## To do
Reproduce all of the data below word for word, leaving out the pictures.

Image box annotation records
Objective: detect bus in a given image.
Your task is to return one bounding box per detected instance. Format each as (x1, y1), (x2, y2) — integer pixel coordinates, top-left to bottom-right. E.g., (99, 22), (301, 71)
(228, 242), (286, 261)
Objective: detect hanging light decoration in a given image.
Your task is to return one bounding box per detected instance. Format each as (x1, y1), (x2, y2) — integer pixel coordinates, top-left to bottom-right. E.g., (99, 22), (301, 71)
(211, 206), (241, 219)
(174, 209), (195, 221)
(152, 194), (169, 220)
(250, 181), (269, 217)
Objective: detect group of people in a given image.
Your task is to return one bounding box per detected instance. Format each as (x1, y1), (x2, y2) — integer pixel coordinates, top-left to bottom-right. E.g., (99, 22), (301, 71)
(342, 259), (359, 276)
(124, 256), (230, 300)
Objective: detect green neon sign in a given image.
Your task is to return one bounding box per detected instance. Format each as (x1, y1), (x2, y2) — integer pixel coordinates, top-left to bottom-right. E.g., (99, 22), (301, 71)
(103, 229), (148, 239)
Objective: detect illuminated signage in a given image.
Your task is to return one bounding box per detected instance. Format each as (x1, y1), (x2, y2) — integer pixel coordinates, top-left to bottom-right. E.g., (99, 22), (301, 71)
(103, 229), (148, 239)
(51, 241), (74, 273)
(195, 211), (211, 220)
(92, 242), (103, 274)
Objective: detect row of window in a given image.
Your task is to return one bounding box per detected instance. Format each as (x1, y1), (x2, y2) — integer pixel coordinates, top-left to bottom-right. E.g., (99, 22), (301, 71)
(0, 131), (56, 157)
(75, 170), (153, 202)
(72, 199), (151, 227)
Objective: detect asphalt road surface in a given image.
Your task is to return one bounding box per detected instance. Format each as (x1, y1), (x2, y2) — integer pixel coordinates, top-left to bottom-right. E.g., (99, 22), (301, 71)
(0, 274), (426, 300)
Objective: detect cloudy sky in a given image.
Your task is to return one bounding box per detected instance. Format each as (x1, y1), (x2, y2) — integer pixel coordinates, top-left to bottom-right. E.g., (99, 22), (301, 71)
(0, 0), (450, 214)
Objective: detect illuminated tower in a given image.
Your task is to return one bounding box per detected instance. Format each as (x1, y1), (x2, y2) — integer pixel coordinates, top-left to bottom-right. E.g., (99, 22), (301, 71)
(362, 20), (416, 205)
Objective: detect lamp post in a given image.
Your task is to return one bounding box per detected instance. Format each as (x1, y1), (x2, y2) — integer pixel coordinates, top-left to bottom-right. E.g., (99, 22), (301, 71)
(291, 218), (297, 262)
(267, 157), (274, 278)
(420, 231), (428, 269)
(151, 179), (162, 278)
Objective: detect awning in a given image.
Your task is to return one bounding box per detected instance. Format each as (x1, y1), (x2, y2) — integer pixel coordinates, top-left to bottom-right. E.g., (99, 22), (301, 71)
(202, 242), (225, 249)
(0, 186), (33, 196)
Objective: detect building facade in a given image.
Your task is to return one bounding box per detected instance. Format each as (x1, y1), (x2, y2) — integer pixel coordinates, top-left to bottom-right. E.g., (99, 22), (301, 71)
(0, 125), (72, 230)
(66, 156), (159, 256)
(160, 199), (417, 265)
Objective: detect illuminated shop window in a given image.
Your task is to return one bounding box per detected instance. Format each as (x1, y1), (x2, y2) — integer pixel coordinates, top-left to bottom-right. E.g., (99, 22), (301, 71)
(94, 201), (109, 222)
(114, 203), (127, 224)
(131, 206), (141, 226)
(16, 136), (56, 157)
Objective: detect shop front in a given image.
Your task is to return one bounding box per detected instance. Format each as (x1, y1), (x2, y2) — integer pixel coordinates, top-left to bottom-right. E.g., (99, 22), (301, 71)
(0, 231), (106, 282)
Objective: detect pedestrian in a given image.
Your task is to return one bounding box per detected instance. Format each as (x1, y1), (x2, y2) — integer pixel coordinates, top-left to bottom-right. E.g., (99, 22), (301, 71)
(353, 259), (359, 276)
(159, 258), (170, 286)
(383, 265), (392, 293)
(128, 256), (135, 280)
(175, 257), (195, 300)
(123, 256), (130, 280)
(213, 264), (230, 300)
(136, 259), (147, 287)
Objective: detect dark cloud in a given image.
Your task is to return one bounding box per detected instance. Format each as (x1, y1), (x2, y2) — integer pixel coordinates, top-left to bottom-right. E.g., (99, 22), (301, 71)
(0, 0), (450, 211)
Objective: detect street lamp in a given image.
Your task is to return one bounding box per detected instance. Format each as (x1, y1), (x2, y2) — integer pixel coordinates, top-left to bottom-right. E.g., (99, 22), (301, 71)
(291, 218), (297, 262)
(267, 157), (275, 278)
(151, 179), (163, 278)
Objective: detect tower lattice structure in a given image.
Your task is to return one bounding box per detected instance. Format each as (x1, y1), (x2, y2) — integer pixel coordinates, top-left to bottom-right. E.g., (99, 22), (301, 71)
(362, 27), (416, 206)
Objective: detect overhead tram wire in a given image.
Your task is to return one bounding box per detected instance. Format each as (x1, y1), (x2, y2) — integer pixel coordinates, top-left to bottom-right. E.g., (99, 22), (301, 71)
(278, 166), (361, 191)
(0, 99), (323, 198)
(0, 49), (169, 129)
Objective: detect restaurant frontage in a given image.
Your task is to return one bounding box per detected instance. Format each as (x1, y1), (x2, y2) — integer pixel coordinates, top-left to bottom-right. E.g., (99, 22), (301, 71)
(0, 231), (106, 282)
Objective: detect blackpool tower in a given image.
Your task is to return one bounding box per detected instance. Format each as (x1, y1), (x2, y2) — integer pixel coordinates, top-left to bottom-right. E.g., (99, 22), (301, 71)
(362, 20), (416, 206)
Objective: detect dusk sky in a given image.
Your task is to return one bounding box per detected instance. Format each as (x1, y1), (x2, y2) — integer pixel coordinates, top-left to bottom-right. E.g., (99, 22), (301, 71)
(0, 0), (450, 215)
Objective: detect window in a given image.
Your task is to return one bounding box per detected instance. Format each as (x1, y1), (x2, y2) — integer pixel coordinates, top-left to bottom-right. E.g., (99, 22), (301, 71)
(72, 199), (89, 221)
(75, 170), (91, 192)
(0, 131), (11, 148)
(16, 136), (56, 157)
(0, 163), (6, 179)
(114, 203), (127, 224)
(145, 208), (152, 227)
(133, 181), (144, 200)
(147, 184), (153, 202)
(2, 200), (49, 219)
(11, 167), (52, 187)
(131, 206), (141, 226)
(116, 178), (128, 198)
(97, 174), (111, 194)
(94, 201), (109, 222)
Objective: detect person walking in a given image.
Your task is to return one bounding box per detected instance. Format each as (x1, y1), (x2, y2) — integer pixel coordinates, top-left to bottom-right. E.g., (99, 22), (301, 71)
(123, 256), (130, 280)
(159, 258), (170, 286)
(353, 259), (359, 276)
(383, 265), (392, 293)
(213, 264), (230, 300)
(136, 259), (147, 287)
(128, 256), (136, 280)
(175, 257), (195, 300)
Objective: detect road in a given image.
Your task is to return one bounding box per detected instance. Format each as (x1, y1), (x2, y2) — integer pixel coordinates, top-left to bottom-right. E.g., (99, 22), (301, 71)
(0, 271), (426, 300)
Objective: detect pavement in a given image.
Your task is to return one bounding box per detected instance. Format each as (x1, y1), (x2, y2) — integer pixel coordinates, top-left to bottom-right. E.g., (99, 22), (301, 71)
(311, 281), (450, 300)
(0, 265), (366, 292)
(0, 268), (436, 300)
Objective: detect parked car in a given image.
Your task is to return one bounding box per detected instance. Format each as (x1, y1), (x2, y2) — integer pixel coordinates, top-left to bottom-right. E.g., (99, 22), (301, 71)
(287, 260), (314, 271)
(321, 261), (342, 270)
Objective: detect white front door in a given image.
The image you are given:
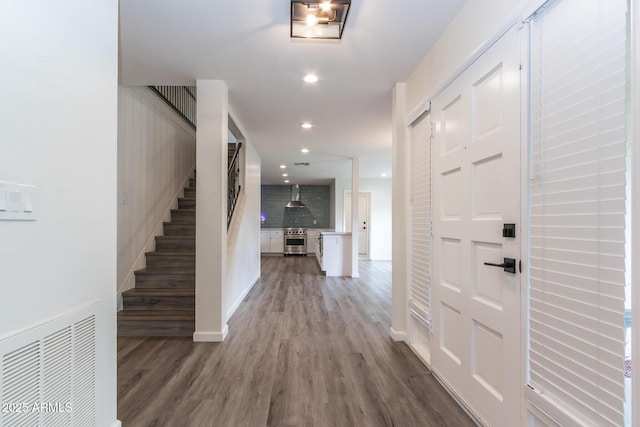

## Answer for the task
Objective: detect bus in a given image.
Your task is to return one bounding box per detected instance. Format each as (x1, y1), (x2, y2) — integer pixel coordinates, top-left to bottom-right. E.g., (99, 22), (301, 71)
(228, 242), (286, 261)
Objective: detect hanging light decoration in a given image.
Your task is to return one bounding box per detected instance. Format each as (x1, y1), (x2, y2) — integer pixel coordinates, top-left to bottom-right. E.g., (99, 22), (301, 71)
(211, 206), (241, 219)
(174, 209), (195, 221)
(152, 194), (169, 220)
(250, 181), (269, 217)
Objective: detect group of people in a given image.
Your task is to return one bounding box per detected instance. Format each as (x1, y1), (x2, y2) — integer pixel coordinates, top-left to bottom-right. E.g., (99, 22), (301, 71)
(342, 259), (359, 276)
(124, 256), (230, 300)
Objective: detect green neon sign in a given image.
Your task is to return one bounding box per detected instance. Format each as (x1, y1), (x2, y2) — integer pixel coordinates, top-left to bottom-right. E.g., (99, 22), (301, 71)
(103, 229), (148, 239)
Objective: detect illuminated signage in a given image.
Your task is to return one bounding box per detected instance. Format each as (x1, y1), (x2, y2) — integer pixel coordinates, top-left to bottom-right. E.g., (99, 22), (301, 71)
(103, 229), (148, 239)
(51, 241), (74, 273)
(195, 211), (211, 220)
(92, 242), (103, 274)
Objective: detect row of window in a given image.
Your task is to return one bounding box per detected instance. Format each as (x1, y1), (x2, y2) — integer pixel coordinates, top-left to bottom-right. E.g., (99, 22), (301, 71)
(0, 131), (56, 157)
(75, 170), (153, 202)
(72, 199), (151, 227)
Objective: detect asphalt road surface in a given image.
Your task is to return one bounding box per detected instance. Format each as (x1, y1), (x2, y2) — integer pixel coordinates, top-left to bottom-right. E.g., (99, 22), (301, 71)
(0, 274), (426, 300)
Objective: detect cloudy sky in a given image.
Your task is to return one bounding box per detected instance. Format each as (x1, y1), (x2, y2) — integer pixel coordinates, top-left to bottom-right. E.g., (99, 22), (301, 71)
(0, 0), (450, 214)
Objective: detect illuminated tower in a given image.
Your task is to return one bounding box per detected instance. Format each as (x1, y1), (x2, y2) — integer pixel coordinates, top-left to bottom-right. E.g., (99, 22), (301, 71)
(362, 20), (416, 205)
Objective: detect lamp post in a given image.
Your task is to return one bounding box per detected instance. Format each as (x1, y1), (x2, y2) — integer pixel coordinates, top-left to bottom-right. E.g., (99, 22), (301, 71)
(291, 218), (297, 262)
(267, 157), (274, 278)
(420, 231), (428, 269)
(151, 179), (162, 278)
Objective: detect awning in a given image.
Your task is to return one bounding box per detected instance. Format each as (x1, y1), (x2, y2) — integer pixel coordinates, top-left to bottom-right. E.g., (99, 22), (301, 71)
(202, 242), (225, 249)
(0, 186), (33, 196)
Objective: detect building facade in a given image.
Your task is to return one bounding box per detected instance. Format each as (x1, y1), (x2, y2) — integer pixel coordinates, top-left to bottom-right. E.g., (99, 22), (301, 71)
(0, 125), (72, 230)
(66, 156), (159, 256)
(160, 199), (417, 265)
Objective: detect illuminated shop window in a given image.
Your task is to return one bounding box per detected instance. Format each as (x1, y1), (x2, y2) — integer pixel coordinates, top-left to bottom-right. E.g., (99, 22), (301, 71)
(94, 201), (109, 222)
(114, 203), (127, 224)
(131, 206), (141, 226)
(16, 136), (56, 157)
Objective: detect shop front in a given image.
Your task is to return one bounding box per detected instance. Format each as (x1, y1), (x2, y2) — integer pixel coordinates, top-left to bottom-right. E.g., (99, 22), (301, 71)
(0, 231), (106, 282)
Objective: detect pedestrian in a given image.
Your task is to return one bounding box per detected instance. Format each as (x1, y1), (x2, y2) — integer pixel coordinates, top-left to bottom-right. E.g., (99, 22), (301, 71)
(353, 259), (359, 276)
(159, 258), (170, 286)
(383, 265), (392, 293)
(128, 256), (135, 280)
(175, 257), (195, 300)
(123, 256), (130, 280)
(213, 264), (230, 300)
(136, 259), (147, 287)
Objective: detect dark cloud in a given image.
Your task is to return one bounding box per detected instance. Format each as (x1, y1), (x2, y2) — integer pixel coordinates, top-left to bottom-right. E.g., (99, 22), (301, 71)
(0, 0), (450, 211)
Objective: detect street lamp in a given image.
Your task is to return one bounding box per detected instance. Format each as (x1, y1), (x2, y2) — integer pixel coordinates, top-left to bottom-right. E.g., (99, 22), (301, 71)
(291, 218), (297, 262)
(267, 157), (275, 278)
(151, 179), (163, 278)
Objective: detect tower lattice structure in a given image.
Your task is to return one bounding box per detected instance. Format each as (x1, y1), (x2, y2) — integer pixel coordinates, top-left to bottom-right. E.g., (99, 22), (301, 71)
(362, 27), (416, 206)
Objective: detect overhead tram wire in a given image.
Your task is to return one bounding box per detected instance. Format each as (x1, y1), (x2, y2) — integer pixel coordinates, top-left to bottom-right. E.g., (99, 22), (301, 71)
(278, 166), (361, 191)
(0, 99), (323, 198)
(0, 49), (169, 129)
Objective: detect restaurant frontage in a given image.
Your task is to return one bounding box per detected instance. Format each as (x1, y1), (x2, y2) — integer pixel coordinates, top-left to bottom-right. E.g., (99, 22), (301, 71)
(0, 231), (106, 282)
Objective: detect blackpool tower in a given image.
Your task is to return one bounding box per detected instance. Format each as (x1, y1), (x2, y2) — integer pixel coordinates, top-left to bottom-right. E.g., (99, 22), (301, 71)
(362, 20), (416, 206)
Objective: detect dusk sky in a given image.
Your task is to return one bounding box per detected instance. Format each as (x1, y1), (x2, y2) — integer pixel coordinates, top-left to bottom-right. E.g., (99, 22), (301, 71)
(0, 0), (450, 215)
Objective: detect window in a given image.
Your task is to return one bounding box per detected instance. Format each as (x1, y1), (x2, y2) — integer pixel coordinates, top-left to bottom-right. E.g., (99, 22), (301, 71)
(72, 199), (89, 221)
(75, 170), (91, 192)
(0, 131), (11, 148)
(16, 136), (56, 157)
(0, 163), (6, 179)
(114, 203), (127, 224)
(145, 208), (152, 227)
(133, 181), (144, 200)
(147, 184), (153, 202)
(2, 200), (49, 219)
(11, 167), (52, 187)
(131, 206), (141, 226)
(116, 178), (128, 198)
(97, 174), (111, 194)
(94, 201), (109, 222)
Objective: detect person walking in a given image.
Your task is to return one bounding box per detected instance. Format each as (x1, y1), (x2, y2) — integer pixel coordinates, top-left to bottom-right. E.g., (99, 22), (301, 71)
(123, 256), (130, 280)
(159, 258), (170, 286)
(353, 259), (359, 276)
(383, 265), (392, 293)
(213, 264), (230, 300)
(136, 259), (147, 287)
(128, 256), (136, 280)
(175, 257), (195, 300)
Objective: detect road in a given image.
Your task is to return one bounding box per detected instance. Format each as (x1, y1), (x2, y2) — integer pixel coordinates, top-left to bottom-right. E.g., (99, 22), (301, 71)
(0, 271), (426, 300)
Objective: detect pavement in a given image.
Your task is to return one bounding box per detected instance. Format each as (x1, y1), (x2, y2) — integer pixel coordinates, top-left to bottom-right. E.g., (99, 22), (301, 71)
(311, 281), (450, 300)
(0, 265), (366, 292)
(0, 268), (436, 300)
Objective: detect parked car in a given image.
Your task is to return one bounding box per detected instance. Format each as (x1, y1), (x2, y2) — integer pixel coordinates, top-left to bottom-right. E.g., (99, 22), (301, 71)
(287, 260), (314, 271)
(321, 261), (342, 270)
Objective: detect white front door in a given image.
The image you are given:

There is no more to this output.